╭─ RECORDS SHOWN

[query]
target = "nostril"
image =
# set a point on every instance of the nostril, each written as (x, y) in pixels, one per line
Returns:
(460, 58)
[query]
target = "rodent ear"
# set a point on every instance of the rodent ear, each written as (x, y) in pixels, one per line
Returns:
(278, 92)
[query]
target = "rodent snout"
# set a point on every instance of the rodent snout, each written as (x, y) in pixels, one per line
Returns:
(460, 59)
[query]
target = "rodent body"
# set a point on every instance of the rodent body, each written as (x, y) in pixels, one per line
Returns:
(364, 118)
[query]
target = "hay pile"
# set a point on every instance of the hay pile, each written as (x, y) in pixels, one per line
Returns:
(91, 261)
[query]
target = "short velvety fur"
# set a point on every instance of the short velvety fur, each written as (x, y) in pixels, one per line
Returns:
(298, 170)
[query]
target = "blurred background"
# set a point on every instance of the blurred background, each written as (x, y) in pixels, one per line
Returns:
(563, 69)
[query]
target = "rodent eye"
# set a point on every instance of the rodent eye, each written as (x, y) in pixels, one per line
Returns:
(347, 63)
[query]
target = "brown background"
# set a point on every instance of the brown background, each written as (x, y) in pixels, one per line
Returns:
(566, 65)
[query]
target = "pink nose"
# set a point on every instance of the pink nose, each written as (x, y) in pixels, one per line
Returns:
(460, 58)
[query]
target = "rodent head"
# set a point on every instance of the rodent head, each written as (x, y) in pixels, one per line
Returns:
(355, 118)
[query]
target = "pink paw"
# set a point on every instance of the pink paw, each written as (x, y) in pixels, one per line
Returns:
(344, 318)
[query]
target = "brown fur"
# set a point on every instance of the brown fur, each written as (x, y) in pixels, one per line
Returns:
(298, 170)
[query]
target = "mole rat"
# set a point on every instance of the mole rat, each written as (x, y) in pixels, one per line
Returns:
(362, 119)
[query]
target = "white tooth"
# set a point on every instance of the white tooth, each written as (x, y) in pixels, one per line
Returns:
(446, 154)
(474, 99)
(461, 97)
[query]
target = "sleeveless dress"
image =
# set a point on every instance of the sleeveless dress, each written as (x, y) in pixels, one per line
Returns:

╰─
╭─ RECORDS SHOWN

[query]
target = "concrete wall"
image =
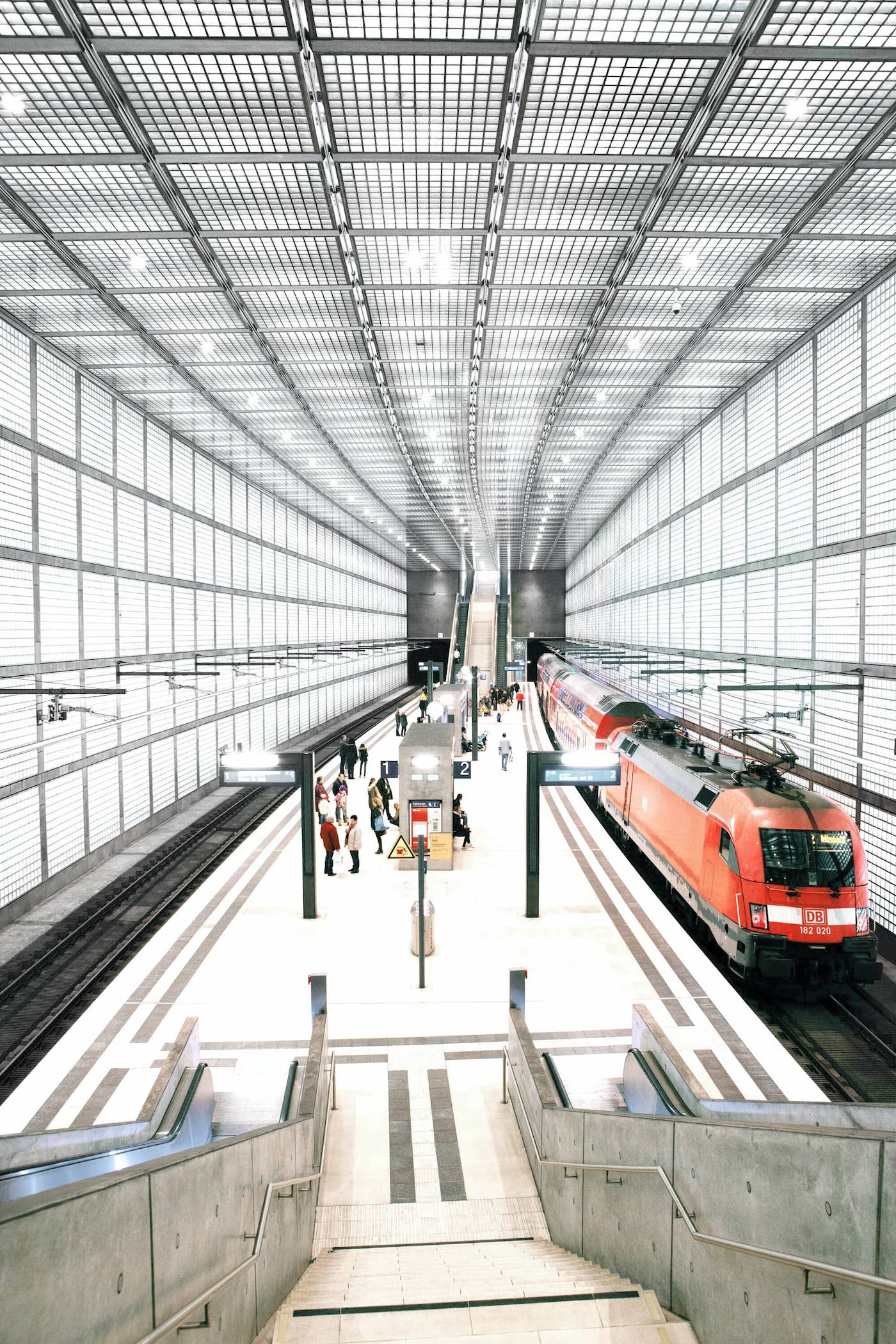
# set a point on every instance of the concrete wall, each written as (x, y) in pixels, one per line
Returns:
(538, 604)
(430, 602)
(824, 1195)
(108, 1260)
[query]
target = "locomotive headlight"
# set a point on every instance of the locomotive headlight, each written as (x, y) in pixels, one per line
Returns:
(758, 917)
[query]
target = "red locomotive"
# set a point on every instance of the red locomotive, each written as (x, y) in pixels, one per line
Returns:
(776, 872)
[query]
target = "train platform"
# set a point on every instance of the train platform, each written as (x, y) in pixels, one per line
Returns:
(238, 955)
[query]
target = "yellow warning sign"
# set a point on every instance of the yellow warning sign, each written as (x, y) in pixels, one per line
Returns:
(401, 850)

╰─

* _CHALLENGE_
Pull out every line in the entries above that contains the string "train", copying each line whole. Treat uppercase and lowercase as different.

* _COMPLETE OUTPUT_
target = "train platform"
# set a point on every instance of the train platform, each written as (x, y) in pixels, one per line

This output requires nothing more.